## Work request
Return exactly the lines of the entries, from the one with "Mark the standing" to the last.

## Information supplied
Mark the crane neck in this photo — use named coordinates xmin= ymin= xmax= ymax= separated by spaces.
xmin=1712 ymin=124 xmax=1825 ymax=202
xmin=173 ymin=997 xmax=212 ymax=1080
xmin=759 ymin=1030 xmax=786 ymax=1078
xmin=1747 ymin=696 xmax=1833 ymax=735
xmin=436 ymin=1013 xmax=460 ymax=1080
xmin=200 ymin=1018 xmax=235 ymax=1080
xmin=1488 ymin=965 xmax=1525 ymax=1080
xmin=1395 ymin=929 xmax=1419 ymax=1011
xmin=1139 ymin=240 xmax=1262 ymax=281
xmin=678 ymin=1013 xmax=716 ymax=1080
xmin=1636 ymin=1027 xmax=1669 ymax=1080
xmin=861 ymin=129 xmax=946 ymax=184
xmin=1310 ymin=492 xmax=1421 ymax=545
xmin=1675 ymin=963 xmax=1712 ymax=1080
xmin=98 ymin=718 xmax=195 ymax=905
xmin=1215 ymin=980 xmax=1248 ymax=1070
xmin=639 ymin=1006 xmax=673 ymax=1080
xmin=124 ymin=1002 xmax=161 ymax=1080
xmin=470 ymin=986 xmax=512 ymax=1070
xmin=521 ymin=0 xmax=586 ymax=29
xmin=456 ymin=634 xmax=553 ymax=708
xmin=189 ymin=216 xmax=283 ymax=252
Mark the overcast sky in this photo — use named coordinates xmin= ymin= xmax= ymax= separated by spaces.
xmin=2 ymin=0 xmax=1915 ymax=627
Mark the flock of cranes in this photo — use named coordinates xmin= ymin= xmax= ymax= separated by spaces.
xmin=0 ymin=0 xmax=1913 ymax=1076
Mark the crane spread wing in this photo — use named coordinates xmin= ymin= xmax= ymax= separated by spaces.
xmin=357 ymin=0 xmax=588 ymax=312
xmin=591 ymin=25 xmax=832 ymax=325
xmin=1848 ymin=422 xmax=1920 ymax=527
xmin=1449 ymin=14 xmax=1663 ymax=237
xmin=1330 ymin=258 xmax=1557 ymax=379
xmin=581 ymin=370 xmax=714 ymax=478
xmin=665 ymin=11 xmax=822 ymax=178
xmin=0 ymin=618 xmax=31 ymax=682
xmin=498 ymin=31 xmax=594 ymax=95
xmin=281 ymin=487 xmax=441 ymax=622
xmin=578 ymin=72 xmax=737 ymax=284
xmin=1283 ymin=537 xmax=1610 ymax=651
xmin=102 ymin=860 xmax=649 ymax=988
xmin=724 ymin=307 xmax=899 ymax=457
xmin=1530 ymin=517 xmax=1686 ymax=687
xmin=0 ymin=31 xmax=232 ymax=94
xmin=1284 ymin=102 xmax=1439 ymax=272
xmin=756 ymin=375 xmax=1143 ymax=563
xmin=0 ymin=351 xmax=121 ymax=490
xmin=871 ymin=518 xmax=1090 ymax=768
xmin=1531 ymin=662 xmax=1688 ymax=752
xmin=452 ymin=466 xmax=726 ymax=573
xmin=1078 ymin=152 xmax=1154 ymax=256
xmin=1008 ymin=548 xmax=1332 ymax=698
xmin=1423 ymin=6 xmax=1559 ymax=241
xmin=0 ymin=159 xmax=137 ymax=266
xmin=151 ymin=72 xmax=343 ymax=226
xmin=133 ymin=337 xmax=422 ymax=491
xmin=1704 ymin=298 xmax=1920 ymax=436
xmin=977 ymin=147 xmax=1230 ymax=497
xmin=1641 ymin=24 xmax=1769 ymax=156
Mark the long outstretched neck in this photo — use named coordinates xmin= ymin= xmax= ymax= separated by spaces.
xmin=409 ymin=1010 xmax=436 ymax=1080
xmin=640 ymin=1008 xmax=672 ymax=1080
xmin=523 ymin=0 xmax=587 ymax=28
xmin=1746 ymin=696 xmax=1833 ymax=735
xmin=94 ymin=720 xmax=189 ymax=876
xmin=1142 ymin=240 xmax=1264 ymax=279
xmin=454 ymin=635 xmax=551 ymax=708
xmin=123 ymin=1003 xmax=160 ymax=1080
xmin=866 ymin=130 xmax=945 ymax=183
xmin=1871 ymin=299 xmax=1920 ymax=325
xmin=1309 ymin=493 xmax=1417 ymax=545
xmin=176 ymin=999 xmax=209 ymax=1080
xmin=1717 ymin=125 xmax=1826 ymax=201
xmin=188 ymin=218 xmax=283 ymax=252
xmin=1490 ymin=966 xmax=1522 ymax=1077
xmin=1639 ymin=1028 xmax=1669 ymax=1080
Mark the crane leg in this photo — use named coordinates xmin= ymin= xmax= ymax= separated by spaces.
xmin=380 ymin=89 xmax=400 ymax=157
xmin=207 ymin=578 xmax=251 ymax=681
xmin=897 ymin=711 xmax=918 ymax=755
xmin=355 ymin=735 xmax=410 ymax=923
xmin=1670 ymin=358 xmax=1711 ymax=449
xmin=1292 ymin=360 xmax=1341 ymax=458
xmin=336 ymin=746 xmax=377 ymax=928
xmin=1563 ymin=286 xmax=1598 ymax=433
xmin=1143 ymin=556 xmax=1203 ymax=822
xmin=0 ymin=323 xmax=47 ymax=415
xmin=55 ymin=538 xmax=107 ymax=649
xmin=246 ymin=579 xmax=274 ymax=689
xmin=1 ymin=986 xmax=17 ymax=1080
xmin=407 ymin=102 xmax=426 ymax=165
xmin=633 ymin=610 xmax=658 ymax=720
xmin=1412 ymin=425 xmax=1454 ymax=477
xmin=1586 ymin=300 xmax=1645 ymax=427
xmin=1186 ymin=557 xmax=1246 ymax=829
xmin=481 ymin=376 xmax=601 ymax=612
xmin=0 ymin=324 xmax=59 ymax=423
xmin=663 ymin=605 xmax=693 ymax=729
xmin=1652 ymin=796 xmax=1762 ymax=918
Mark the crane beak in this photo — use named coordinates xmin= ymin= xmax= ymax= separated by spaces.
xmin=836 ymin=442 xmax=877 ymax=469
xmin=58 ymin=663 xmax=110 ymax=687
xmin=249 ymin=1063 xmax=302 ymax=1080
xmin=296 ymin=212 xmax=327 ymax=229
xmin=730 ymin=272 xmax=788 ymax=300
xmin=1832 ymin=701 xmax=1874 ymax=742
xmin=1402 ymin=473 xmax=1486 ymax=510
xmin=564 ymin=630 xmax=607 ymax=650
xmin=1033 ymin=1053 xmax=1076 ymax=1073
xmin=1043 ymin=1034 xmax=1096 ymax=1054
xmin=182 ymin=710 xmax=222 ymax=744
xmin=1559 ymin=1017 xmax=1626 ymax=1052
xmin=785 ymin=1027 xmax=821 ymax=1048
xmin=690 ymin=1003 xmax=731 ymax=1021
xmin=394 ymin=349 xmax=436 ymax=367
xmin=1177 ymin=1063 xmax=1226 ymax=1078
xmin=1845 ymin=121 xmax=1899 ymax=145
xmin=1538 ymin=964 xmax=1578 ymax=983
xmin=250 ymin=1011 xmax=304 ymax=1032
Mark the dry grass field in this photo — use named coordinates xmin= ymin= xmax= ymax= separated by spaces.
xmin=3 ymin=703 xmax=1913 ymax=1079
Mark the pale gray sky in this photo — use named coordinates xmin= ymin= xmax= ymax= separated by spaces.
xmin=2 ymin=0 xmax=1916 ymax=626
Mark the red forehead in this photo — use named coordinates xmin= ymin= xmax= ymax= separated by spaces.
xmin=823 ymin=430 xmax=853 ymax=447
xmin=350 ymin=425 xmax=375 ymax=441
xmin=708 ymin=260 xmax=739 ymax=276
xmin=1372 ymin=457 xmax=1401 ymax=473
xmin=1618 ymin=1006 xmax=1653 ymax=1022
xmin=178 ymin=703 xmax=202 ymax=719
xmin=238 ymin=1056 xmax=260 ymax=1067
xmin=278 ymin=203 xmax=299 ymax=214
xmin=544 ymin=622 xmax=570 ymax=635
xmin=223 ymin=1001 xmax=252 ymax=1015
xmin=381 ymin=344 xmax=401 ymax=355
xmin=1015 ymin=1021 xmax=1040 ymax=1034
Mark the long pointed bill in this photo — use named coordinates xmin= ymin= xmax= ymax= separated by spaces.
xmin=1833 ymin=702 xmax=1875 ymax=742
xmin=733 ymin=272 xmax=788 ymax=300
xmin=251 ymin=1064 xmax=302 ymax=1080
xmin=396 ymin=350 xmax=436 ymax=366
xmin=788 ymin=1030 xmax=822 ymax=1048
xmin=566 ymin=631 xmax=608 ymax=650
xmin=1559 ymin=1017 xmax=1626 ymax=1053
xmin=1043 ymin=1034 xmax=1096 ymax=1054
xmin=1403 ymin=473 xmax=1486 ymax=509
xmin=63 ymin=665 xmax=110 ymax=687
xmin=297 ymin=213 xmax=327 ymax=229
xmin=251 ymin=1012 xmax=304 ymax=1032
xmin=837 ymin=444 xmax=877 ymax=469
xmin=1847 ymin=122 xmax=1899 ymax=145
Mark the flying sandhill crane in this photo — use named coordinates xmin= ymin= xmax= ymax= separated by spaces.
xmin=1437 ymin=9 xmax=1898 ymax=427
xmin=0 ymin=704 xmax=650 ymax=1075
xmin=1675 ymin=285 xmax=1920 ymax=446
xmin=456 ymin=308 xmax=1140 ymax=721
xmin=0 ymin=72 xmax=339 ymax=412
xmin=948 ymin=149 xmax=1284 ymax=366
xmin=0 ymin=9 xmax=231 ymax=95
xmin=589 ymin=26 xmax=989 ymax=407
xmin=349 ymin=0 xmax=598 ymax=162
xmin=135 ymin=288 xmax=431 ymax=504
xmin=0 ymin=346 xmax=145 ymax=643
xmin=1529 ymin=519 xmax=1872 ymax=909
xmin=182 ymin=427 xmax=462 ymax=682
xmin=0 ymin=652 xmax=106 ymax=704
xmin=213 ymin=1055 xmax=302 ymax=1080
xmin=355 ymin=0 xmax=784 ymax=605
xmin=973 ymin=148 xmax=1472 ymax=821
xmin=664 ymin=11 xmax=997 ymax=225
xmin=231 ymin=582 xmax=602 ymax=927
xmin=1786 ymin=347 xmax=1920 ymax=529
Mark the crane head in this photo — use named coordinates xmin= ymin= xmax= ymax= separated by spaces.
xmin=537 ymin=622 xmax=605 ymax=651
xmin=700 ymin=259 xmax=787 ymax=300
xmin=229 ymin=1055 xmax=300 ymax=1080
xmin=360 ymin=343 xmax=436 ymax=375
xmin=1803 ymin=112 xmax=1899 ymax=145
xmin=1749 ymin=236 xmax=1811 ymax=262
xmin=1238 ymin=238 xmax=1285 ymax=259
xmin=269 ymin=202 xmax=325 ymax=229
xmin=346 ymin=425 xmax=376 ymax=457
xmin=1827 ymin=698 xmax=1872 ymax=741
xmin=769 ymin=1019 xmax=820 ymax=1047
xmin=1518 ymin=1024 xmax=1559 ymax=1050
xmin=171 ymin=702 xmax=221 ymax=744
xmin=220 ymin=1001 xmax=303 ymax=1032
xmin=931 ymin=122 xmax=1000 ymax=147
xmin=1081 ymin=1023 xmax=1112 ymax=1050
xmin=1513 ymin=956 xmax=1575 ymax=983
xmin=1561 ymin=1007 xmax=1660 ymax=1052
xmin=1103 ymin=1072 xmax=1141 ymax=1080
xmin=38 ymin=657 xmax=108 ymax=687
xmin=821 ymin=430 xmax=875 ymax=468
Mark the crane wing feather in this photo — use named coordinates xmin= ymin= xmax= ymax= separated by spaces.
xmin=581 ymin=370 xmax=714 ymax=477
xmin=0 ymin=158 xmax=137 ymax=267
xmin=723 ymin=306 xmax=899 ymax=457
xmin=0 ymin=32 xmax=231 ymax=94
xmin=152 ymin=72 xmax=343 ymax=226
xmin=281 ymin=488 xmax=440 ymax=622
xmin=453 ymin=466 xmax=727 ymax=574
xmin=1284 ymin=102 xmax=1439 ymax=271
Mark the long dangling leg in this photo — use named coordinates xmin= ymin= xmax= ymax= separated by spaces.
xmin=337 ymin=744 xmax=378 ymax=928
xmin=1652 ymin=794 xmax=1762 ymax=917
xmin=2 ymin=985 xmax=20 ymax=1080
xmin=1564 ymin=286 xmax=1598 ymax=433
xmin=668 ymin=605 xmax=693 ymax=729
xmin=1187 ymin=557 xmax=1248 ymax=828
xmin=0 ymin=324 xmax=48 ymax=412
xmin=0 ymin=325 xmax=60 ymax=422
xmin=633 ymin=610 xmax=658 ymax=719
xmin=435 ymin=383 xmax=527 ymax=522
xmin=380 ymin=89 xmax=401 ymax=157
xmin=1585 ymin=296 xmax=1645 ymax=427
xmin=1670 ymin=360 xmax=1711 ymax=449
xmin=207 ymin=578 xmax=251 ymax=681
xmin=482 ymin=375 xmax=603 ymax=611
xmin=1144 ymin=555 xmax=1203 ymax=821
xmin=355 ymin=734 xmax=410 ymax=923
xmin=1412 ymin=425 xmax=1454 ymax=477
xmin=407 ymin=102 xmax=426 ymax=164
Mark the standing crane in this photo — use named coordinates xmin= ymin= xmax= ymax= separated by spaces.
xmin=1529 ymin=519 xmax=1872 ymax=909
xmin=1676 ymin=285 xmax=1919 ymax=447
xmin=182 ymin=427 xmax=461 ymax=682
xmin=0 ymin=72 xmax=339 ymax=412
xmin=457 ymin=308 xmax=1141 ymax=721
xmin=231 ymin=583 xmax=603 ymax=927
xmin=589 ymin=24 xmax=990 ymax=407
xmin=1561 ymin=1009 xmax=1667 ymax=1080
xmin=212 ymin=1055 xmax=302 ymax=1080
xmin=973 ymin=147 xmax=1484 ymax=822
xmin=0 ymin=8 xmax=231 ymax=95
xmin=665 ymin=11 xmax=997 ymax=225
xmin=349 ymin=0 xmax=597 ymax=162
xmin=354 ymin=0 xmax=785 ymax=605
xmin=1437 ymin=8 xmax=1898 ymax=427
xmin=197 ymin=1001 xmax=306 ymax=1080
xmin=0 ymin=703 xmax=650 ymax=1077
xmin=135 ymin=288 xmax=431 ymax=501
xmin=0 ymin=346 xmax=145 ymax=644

## Solution to the exercise
Mark the standing crane in this photo — use named coordinates xmin= ymin= xmax= ymax= separated by spaces.
xmin=1529 ymin=519 xmax=1872 ymax=909
xmin=1676 ymin=285 xmax=1919 ymax=447
xmin=182 ymin=427 xmax=461 ymax=682
xmin=0 ymin=72 xmax=339 ymax=412
xmin=457 ymin=308 xmax=1141 ymax=721
xmin=231 ymin=583 xmax=603 ymax=927
xmin=589 ymin=24 xmax=990 ymax=407
xmin=1561 ymin=1009 xmax=1667 ymax=1080
xmin=212 ymin=1055 xmax=302 ymax=1080
xmin=973 ymin=147 xmax=1484 ymax=822
xmin=0 ymin=8 xmax=231 ymax=95
xmin=665 ymin=11 xmax=997 ymax=225
xmin=349 ymin=0 xmax=597 ymax=162
xmin=354 ymin=0 xmax=785 ymax=605
xmin=1437 ymin=8 xmax=1898 ymax=427
xmin=197 ymin=1001 xmax=306 ymax=1080
xmin=0 ymin=703 xmax=650 ymax=1077
xmin=135 ymin=288 xmax=431 ymax=501
xmin=0 ymin=346 xmax=145 ymax=644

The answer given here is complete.